§ **Goal of the exercise**:
Transcribe the lines below without changing anything.

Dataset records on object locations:
* * *

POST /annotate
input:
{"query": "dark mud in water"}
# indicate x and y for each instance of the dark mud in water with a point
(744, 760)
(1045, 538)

* * *

§ **Solution**:
POST /annotate
input:
{"query": "dark mud in water"}
# indicate x and y for each instance of the dark mud in water with a point
(744, 760)
(1045, 538)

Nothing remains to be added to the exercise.